Work to be completed — If a line below includes the string "background", copy it.

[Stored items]
----------
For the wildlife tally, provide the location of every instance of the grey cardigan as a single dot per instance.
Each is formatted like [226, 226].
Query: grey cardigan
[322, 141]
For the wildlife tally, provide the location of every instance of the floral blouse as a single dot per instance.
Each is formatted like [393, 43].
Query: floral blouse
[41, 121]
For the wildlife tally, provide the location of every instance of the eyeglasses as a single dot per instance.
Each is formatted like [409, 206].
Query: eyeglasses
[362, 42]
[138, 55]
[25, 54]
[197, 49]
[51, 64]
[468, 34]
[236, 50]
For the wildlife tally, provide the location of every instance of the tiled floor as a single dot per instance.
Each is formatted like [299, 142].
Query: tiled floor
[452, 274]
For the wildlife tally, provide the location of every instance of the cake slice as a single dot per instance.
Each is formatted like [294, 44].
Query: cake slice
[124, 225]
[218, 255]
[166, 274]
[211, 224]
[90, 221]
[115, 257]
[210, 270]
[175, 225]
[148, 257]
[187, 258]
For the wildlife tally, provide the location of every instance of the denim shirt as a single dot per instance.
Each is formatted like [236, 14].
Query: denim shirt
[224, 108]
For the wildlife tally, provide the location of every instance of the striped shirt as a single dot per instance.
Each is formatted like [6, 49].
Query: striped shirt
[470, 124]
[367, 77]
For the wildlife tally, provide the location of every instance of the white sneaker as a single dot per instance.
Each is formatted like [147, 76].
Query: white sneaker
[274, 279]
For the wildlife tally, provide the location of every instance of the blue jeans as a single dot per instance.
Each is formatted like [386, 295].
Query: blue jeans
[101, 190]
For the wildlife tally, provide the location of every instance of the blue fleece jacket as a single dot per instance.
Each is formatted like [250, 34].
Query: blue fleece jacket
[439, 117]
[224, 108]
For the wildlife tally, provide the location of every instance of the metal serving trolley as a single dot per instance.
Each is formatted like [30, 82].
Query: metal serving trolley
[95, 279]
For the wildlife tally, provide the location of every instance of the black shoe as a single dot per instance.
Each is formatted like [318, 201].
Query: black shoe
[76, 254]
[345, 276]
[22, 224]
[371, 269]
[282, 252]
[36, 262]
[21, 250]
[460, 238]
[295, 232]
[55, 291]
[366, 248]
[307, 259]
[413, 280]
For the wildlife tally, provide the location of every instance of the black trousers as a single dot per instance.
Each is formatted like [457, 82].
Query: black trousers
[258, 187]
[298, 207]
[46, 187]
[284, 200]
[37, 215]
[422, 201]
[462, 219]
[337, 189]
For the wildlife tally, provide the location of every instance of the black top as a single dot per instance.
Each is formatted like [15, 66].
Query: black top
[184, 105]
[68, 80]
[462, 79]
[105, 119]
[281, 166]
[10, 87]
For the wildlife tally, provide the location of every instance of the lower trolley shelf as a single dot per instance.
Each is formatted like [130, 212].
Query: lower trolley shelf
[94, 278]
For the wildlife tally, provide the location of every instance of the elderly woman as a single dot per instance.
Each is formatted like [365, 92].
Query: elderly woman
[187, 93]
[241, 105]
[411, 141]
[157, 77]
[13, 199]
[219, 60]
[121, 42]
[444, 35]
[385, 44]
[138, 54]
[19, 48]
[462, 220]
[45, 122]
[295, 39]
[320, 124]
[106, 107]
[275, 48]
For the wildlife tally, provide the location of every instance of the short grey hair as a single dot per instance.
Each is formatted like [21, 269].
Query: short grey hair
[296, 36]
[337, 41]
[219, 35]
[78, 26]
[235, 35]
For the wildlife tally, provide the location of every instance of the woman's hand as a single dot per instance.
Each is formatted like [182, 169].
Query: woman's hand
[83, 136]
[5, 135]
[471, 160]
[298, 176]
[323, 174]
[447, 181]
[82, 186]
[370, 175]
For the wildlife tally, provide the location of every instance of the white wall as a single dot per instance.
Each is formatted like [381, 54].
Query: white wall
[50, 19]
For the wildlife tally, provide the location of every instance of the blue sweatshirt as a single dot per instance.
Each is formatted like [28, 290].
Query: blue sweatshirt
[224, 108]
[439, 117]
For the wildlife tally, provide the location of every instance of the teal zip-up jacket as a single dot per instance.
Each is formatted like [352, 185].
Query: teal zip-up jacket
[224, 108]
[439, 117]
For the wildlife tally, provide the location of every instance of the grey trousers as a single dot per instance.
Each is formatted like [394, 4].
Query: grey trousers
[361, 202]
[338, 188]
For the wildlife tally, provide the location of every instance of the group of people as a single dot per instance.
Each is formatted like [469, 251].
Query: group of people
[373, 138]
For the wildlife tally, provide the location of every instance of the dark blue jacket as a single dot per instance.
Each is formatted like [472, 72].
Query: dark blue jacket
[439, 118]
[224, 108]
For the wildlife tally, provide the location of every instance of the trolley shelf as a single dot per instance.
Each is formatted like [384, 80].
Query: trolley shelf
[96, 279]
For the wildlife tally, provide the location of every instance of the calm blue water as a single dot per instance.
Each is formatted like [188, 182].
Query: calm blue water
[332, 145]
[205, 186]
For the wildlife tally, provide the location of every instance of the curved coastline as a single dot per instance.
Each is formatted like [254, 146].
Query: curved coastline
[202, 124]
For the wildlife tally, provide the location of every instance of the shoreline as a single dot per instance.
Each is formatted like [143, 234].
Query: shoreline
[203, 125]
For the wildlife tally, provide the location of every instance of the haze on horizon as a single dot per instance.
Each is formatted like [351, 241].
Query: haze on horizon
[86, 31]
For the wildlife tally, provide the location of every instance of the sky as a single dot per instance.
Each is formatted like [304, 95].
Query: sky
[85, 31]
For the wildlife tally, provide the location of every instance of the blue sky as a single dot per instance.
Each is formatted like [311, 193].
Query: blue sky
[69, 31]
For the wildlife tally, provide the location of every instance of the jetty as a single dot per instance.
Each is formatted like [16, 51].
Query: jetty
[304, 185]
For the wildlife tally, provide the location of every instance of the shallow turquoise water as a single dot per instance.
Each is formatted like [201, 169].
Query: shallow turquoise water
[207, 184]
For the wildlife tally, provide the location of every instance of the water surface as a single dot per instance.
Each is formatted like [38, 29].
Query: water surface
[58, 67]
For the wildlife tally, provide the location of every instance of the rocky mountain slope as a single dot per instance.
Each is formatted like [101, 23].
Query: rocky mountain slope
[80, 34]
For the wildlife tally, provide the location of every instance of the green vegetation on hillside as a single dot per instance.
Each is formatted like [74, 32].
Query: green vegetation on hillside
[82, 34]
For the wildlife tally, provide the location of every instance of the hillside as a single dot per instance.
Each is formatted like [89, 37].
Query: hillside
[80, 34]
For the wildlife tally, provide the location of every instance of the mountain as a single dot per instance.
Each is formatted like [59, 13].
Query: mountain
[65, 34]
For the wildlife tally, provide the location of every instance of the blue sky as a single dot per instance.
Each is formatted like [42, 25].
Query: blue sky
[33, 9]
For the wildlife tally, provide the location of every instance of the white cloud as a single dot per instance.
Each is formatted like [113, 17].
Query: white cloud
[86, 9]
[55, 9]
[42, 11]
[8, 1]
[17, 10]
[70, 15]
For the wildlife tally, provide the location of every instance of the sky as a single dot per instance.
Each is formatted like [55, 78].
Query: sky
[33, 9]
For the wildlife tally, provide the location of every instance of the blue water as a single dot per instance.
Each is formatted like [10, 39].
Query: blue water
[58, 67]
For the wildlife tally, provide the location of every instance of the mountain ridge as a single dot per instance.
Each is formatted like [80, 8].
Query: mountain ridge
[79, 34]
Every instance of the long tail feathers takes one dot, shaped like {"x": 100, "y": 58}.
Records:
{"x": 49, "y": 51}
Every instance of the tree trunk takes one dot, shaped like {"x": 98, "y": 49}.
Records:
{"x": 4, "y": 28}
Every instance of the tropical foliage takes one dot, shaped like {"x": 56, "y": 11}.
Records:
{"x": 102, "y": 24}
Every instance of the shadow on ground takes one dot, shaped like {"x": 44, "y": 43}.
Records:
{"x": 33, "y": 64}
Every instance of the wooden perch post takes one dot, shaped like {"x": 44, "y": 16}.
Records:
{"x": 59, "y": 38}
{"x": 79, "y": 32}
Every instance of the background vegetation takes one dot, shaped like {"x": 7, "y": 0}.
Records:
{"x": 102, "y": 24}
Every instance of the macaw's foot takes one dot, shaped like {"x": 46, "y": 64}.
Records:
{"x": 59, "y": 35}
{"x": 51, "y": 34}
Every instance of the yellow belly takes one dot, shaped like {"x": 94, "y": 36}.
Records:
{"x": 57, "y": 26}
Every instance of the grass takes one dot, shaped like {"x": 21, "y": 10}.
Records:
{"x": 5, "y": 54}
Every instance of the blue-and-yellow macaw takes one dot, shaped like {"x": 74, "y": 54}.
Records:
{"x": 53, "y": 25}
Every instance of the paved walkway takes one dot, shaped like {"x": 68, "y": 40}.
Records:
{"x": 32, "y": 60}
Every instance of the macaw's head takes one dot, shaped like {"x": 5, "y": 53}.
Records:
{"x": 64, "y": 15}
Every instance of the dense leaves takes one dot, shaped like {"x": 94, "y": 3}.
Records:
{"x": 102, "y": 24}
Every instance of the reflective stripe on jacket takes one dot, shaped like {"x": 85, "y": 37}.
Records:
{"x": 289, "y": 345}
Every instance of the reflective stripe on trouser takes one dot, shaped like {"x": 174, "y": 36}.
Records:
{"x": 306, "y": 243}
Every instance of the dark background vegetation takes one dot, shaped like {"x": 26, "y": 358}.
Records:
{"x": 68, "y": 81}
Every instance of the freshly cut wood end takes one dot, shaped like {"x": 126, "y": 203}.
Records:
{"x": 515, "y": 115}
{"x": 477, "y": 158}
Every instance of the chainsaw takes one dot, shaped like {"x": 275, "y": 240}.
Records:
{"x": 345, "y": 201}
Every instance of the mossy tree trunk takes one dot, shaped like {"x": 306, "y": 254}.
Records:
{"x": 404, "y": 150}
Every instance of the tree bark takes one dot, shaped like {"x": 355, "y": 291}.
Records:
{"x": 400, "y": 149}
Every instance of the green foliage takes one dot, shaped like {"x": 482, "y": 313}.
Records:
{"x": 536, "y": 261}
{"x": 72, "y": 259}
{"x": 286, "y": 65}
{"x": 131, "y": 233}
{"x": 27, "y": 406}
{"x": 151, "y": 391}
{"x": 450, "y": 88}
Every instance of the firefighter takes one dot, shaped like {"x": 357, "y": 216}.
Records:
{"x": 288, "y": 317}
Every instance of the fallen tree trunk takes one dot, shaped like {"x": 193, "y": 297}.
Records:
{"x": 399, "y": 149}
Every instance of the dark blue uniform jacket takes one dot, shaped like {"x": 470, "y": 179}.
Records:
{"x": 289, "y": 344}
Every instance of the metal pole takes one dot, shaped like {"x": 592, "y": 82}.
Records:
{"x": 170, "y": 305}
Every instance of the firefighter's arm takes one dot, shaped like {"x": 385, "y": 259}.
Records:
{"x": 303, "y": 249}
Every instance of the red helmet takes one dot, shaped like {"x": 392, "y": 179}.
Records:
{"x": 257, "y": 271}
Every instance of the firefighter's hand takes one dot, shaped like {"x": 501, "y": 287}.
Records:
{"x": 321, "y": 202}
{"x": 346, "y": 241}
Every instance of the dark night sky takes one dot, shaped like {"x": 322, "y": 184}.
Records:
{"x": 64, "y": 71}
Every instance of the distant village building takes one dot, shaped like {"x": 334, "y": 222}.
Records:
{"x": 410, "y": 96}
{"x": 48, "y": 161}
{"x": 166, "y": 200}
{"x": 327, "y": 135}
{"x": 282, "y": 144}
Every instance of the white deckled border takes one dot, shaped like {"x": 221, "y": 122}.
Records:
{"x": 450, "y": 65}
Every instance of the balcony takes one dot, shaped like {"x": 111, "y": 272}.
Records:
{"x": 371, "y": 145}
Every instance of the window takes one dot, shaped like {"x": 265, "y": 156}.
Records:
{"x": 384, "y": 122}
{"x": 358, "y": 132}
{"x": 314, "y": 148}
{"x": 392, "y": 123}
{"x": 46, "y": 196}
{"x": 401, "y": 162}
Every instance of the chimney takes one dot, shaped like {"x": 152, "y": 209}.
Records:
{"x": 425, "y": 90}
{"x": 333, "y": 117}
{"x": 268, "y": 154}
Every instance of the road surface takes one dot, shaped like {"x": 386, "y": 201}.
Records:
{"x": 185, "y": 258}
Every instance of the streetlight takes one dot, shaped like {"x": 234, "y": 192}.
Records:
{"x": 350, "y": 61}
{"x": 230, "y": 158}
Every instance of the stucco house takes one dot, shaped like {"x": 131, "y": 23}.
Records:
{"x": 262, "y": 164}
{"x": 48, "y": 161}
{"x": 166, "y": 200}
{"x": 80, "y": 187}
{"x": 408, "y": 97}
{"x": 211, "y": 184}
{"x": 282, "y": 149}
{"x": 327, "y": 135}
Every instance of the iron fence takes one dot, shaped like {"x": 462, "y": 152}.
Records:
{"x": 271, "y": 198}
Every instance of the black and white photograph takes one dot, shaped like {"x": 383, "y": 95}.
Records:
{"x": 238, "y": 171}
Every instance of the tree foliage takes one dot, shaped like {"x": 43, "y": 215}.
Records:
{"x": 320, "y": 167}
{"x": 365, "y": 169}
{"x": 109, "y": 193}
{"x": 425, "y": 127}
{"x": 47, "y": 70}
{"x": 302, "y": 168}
----------
Final answer —
Every instance of the background vegetation takes one dot, shaped like {"x": 7, "y": 0}.
Every instance of the dark background vegetation takes one dot, shaped like {"x": 26, "y": 358}.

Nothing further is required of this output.